Synthetic Ba Mimetics

In recent years, enormous progress has been achieved in medicinal chemistry in the field of synthetic compounds based on BA scaffolding. Virtually dozens of such molecules have been synthesized and tested for their biological effects, in particular the capabilities to modulate various nuclear receptors (mainly FXR and TGR5).74 Some of these have entered into various phases of clinical testing, and based on these data, in May 2016 FDA approved obeticholic acid (6α-ethyl CDCA, a FXR agonist) as an additive drug for UDCA non-responsive patients with primary biliary cholangitis (PBC) - truly the first drug for this indication in 20 last years.79 As both TGR5 and FXR are also functionally expressed in pancreatic β-cells, where they regulate insulin secretion (Table 1),80,81 FXR activation has been proposed as a promising therapeutic target for diabetic patients.82 Indeed, in a recent human trial, the treatment of patients suffering from NAFLD and T2DM with obeticholic acid (a potent FXR agonist) was demonstrated to increase insulin sensitivity;83 however, this was not confirmed in yet another study.84

Other BA-related drugs, such as INT-767 (a dual agonist of FXR and TGR5), and INT-777 (a selective activator of TGR5) are under investigation for their potential to treat diabetes and other metabolic diseases.

In addition to this effort, many other approaches to modify BA have recently been investigated, including manipulation of the UDCA scaffold, with promising results to perhaps be able to target metabolic diseases in the near future.74

Fatty Acid-Ba Conjugate

The conjugate of arachidonic and cholic acids (known as Aramchol), an inhibitor of stearoyl-CoA desaturase 1 (SCD-1), has been extensively studied in recent years for its anti-atherogenic and lipid-lowering properties. SCD-1 inhibition decreases hepatic fatty acid synthesis and enhances their β-oxidation, resulting in decreased hepatic storage of triacylglycerols and fatty acid esters. Indeed, in a small clinical study Aramchol has been shown to improve the status of patients with NASH, demonstrating a further possible use of BA in the clinical setting.85


Our knowledge of the biological importance of BA has greatly changed during recent years - from considering BA as only lipid-solubilizing agents to realizing their endocrine functions significantly modulating both intermediary metabolism and energy homeostasis.
..............................
Update the passage of the bile acid text that begins at the words "Fatty Acid-Ba Conjugate" and stops after "and energy homeostasis.", changing each "hepatic" to "liver".
..............................
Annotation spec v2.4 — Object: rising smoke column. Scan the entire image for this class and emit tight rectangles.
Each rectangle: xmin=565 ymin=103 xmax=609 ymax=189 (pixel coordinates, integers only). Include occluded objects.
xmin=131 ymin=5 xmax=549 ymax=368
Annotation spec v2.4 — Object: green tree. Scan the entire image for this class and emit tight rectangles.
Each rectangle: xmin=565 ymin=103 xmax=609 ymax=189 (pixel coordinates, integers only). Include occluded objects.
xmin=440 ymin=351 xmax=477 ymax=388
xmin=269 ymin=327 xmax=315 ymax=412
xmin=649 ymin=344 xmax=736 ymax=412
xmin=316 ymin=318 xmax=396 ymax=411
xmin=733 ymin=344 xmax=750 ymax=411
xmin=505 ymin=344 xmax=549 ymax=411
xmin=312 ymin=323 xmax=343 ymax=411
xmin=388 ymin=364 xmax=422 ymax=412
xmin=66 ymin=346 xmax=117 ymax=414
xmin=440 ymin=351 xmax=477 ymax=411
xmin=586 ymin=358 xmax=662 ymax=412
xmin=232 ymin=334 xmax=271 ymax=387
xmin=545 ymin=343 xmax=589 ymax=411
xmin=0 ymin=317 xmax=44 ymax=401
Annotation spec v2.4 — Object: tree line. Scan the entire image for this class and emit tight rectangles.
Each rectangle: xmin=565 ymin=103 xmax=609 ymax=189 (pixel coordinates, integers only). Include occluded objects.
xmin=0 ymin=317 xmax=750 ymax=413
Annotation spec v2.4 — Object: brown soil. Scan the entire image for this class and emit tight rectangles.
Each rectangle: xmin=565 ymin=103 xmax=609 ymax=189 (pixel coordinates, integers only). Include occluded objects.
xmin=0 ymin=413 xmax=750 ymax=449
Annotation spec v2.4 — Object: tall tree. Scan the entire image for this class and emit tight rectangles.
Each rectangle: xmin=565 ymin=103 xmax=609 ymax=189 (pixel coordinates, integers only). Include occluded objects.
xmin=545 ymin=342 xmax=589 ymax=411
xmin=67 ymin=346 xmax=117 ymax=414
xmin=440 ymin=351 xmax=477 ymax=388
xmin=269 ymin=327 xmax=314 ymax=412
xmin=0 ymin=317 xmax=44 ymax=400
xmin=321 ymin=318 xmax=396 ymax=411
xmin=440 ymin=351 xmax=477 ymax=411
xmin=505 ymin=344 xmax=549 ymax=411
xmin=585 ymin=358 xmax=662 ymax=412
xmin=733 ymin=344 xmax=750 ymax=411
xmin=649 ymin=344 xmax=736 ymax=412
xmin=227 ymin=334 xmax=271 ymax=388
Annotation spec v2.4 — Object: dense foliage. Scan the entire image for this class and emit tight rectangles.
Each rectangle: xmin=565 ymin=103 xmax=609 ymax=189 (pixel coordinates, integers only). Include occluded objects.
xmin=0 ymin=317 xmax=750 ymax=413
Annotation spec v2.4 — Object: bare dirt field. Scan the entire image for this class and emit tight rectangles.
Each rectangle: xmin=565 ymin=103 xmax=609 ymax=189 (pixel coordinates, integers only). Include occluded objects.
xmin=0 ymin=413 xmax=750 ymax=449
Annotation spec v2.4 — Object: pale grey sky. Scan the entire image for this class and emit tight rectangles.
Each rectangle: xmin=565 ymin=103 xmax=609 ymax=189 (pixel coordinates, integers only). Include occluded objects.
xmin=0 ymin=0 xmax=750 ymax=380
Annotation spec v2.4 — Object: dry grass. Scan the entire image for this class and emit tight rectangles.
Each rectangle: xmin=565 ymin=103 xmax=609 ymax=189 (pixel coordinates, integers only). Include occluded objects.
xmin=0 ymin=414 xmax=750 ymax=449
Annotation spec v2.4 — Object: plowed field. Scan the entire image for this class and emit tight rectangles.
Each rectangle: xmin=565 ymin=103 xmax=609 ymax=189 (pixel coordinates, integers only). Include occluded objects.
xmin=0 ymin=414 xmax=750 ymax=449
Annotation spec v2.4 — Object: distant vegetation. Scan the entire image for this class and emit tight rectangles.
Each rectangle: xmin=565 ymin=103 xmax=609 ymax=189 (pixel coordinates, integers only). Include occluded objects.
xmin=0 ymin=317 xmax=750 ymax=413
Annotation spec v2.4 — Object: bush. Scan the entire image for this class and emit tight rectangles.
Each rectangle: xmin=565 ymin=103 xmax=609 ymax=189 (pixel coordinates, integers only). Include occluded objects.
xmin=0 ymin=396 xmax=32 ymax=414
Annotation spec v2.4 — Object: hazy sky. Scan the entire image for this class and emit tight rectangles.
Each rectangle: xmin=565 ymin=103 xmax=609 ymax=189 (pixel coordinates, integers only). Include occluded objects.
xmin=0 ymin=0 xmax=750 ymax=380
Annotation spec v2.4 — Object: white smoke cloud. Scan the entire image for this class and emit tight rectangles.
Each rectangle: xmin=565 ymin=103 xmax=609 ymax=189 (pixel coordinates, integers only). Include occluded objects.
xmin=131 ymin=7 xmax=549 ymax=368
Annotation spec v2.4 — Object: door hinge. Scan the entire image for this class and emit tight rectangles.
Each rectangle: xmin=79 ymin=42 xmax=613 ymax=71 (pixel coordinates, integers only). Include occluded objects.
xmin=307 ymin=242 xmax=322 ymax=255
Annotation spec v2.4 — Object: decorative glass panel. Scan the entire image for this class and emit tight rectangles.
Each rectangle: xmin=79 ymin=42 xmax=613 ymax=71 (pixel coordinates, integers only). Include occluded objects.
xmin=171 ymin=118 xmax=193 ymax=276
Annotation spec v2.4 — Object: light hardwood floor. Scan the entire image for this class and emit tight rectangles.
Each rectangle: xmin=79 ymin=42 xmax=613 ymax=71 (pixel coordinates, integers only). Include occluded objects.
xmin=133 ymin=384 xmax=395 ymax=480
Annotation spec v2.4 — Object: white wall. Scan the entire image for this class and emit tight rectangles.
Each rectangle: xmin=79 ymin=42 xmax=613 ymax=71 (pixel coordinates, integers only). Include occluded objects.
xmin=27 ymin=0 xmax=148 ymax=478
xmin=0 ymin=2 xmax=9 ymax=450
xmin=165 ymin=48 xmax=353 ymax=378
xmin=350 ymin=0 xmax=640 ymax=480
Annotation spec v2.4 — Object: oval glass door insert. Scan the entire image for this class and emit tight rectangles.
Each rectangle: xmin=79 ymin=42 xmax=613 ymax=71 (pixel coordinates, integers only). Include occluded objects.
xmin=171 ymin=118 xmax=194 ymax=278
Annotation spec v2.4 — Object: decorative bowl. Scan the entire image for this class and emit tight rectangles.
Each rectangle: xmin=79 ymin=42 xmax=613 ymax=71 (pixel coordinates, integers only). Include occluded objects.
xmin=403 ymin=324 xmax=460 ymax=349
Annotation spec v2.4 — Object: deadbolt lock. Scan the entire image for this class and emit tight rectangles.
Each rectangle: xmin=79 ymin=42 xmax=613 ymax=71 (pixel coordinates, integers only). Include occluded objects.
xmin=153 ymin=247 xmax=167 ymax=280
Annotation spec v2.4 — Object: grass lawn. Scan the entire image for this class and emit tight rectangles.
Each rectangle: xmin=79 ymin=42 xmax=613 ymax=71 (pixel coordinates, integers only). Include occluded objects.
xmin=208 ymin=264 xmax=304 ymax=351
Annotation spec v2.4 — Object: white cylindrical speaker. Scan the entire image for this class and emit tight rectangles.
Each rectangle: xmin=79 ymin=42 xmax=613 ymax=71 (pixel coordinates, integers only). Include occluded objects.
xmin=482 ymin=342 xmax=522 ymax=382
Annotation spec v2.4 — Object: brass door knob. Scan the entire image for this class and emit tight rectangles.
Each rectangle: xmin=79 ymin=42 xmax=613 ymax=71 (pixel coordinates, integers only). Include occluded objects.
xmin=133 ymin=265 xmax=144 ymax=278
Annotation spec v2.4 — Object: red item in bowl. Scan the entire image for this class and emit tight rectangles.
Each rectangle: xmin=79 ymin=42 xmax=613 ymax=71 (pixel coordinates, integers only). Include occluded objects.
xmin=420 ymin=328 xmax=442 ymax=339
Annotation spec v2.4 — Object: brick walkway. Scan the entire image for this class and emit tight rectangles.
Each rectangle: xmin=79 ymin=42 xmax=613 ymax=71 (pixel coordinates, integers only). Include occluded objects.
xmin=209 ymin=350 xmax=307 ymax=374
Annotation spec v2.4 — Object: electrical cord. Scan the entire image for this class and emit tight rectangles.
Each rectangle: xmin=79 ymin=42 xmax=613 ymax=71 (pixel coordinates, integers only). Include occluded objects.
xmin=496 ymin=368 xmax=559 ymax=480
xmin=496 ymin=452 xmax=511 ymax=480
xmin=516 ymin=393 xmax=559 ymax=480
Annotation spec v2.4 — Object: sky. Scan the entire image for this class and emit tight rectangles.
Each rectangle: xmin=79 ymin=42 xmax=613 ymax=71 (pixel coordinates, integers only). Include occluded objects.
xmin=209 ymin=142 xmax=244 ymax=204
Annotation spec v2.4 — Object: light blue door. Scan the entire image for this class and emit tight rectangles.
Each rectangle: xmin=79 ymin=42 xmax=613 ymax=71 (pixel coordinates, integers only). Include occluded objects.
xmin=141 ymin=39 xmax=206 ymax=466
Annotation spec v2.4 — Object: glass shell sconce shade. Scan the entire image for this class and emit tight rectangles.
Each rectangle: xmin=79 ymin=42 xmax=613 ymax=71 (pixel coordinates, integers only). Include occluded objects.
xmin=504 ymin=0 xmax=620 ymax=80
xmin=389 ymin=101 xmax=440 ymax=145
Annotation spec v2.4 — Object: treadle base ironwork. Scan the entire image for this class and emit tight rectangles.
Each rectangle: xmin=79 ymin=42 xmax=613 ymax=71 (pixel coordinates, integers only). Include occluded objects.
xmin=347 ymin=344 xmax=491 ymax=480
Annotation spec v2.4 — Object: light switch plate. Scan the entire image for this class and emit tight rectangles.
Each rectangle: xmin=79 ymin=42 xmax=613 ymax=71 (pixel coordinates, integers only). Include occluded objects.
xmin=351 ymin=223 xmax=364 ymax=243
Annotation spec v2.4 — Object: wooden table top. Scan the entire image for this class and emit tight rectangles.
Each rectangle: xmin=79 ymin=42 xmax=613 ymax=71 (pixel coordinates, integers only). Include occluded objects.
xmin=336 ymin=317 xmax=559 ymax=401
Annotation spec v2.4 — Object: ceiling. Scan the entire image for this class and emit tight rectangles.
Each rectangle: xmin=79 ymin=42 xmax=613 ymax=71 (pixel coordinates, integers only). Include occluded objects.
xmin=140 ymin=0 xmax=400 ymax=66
..............................
◆ TASK ANSWER ◆
Fatty Acid-Ba Conjugate

The conjugate of arachidonic and cholic acids (known as Aramchol), an inhibitor of stearoyl-CoA desaturase 1 (SCD-1), has been extensively studied in recent years for its anti-atherogenic and lipid-lowering properties. SCD-1 inhibition decreases liver fatty acid synthesis and enhances their β-oxidation, resulting in decreased liver storage of triacylglycerols and fatty acid esters. Indeed, in a small clinical study Aramchol has been shown to improve the status of patients with NASH, demonstrating a further possible use of BA in the clinical setting.85


Our knowledge of the biological importance of BA has greatly changed during recent years - from considering BA as only lipid-solubilizing agents to realizing their endocrine functions significantly modulating both intermediary metabolism and energy homeostasis.